**TASK PROMPT:** Set down without alteration the lines of the listing below, from the line containing "Locate every instance of the white" through the final line of the listing, both included.

**MATERIAL TO PROCESS:**
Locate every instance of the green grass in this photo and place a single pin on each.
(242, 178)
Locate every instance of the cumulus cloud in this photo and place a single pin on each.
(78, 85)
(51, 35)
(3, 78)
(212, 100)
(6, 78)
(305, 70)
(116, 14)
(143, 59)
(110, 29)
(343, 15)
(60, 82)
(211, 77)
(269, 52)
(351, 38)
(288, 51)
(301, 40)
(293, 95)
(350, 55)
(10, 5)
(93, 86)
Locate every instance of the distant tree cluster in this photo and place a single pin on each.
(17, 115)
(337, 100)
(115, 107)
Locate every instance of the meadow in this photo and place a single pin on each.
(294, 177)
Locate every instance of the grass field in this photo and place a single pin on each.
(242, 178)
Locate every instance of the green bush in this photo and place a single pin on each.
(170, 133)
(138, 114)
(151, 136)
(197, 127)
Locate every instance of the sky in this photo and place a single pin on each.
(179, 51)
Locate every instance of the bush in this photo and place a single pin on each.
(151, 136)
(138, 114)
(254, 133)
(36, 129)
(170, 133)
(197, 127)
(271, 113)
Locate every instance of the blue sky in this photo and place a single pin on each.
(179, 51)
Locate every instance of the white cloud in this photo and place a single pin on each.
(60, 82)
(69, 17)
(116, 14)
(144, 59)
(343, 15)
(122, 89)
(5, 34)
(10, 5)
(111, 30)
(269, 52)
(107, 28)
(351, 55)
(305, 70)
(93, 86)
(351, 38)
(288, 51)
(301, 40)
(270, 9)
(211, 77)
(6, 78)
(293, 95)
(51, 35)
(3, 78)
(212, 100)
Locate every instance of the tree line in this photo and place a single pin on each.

**ANSWER FOR THIS EXERCISE:**
Locate every instance of the white cloud in this photo and place a single pin on each.
(60, 82)
(69, 17)
(116, 14)
(144, 59)
(343, 15)
(122, 89)
(5, 34)
(10, 5)
(111, 30)
(269, 52)
(107, 28)
(351, 55)
(305, 70)
(93, 86)
(351, 38)
(288, 51)
(301, 40)
(270, 9)
(211, 77)
(6, 78)
(293, 95)
(51, 35)
(3, 78)
(212, 100)
Locate every instance of the tree line in this photo and place a single pin on each.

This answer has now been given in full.